Copy out the figure caption on SM_SN score distributions word for word, in full.

● Selected passage:
_ _ _

Figure 3. SM_SN score distributions reveal epigenetic heterogeneity.

(a) Single molecule, single nucleotide (SM_SN) score distributions for multiple bacterium-motif pairs (and the genome-wide motif count, N, of each motif) that exhibit near complete methylation, along with a non-methylated motif for comparison. (b) SM_SN score distributions for multiple bacterium-motif pairs that display significant non-methylated fractions. The H. pylori J99 motifs show minor variation in the SM_SN associated with each peak due to subtle differences in the chemistry version used for SMRT sequencing of the native and WGA samples. (c) SM_SN interrogation of 5′-GANTC methylation at five genomic positions (columns) in a synchronized C. crescentus culture during a single round of DNA replication. Five time points (minutes post-synchronization; rows) provide snapshots of the bidirectional progression of the replication forks from the origin of replication (Cori) to the terminus (Ter). Grey wedges in the chromosome schematics show the 200-kb genomic regions where the SM_SN scores are queried for each time point. Two regions are on either side of the Cori: (i) Cori - 0.1 Mbp and (ii) Cori+0.1 Mbp. Another two are halfway between Cori and Ter: (iii) Cori - 1 Mbp and (iv) Cori+1 Mbp. The final region covers the terminus: (v) Ter. Light (hemimethylated) to dark (fully methylated) colour shading in the schematic illustrates the approximate position of the replication fork at each time point. The bimodal distributions of approximate SM_SN scores (Methods) reveal the progressive hemi-methylation of 5′-GANTC sites following the passage of the replication forks. Hemimethylated sites cannot transition back to full methylation until the MTase gene, ccrM, is transcribed, which does not occur until late in the replication process.

_ _ _

Dataset entries
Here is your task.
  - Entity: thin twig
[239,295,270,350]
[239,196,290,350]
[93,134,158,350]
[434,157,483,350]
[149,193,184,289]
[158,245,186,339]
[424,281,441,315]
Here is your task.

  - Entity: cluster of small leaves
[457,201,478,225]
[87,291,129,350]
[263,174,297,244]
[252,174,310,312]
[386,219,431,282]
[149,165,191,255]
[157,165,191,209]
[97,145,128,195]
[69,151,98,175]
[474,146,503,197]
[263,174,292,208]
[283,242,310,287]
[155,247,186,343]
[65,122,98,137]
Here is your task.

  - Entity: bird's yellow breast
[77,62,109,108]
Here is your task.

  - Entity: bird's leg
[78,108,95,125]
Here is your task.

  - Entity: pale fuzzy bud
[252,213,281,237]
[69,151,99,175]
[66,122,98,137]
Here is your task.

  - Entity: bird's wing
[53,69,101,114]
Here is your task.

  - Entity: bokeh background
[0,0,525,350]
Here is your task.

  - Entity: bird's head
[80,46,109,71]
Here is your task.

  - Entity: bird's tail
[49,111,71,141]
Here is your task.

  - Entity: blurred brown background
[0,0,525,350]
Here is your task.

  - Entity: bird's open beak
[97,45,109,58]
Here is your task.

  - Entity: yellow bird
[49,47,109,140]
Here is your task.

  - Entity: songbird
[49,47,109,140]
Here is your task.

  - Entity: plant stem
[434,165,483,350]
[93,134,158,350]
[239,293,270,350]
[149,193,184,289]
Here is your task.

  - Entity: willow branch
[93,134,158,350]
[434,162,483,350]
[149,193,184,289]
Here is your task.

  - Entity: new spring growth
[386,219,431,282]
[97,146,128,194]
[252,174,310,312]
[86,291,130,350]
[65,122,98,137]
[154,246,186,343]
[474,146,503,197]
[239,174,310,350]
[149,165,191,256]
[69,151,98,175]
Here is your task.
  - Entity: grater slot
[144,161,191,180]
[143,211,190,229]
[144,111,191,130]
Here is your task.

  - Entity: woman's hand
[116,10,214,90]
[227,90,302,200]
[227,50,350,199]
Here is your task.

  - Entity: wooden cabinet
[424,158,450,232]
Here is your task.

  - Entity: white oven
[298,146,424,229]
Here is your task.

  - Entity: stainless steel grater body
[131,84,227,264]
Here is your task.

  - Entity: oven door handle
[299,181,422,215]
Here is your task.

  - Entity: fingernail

_ _ _

● Result for this exercise:
Figure 3. SM_SN score distributions reveal epigenetic heterogeneity.

(a) Single molecule, single nucleotide (SM_SN) score distributions for multiple bacterium-motif pairs (and the genome-wide motif count, N, of each motif) that exhibit near complete methylation, along with a non-methylated motif for comparison. (b) SM_SN score distributions for multiple bacterium-motif pairs that display significant non-methylated fractions. The H. pylori J99 motifs show minor variation in the SM_SN associated with each peak due to subtle differences in the chemistry version used for SMRT sequencing of the native and WGA samples. (c) SM_SN interrogation of 5′-GANTC methylation at five genomic positions (columns) in a synchronized C. crescentus culture during a single round of DNA replication. Five time points (minutes post-synchronization; rows) provide snapshots of the bidirectional progression of the replication forks from the origin of replication (Cori) to the terminus (Ter). Grey wedges in the chromosome schematics show the 200-kb genomic regions where the SM_SN scores are queried for each time point. Two regions are on either side of the Cori: (i) Cori - 0.1 Mbp and (ii) Cori+0.1 Mbp. Another two are halfway between Cori and Ter: (iii) Cori - 1 Mbp and (iv) Cori+1 Mbp. The final region covers the terminus: (v) Ter. Light (hemimethylated) to dark (fully methylated) colour shading in the schematic illustrates the approximate position of the replication fork at each time point. The bimodal distributions of approximate SM_SN scores (Methods) reveal the progressive hemi-methylation of 5′-GANTC sites following the passage of the replication forks. Hemimethylated sites cannot transition back to full methylation until the MTase gene, ccrM, is transcribed, which does not occur until late in the replication process.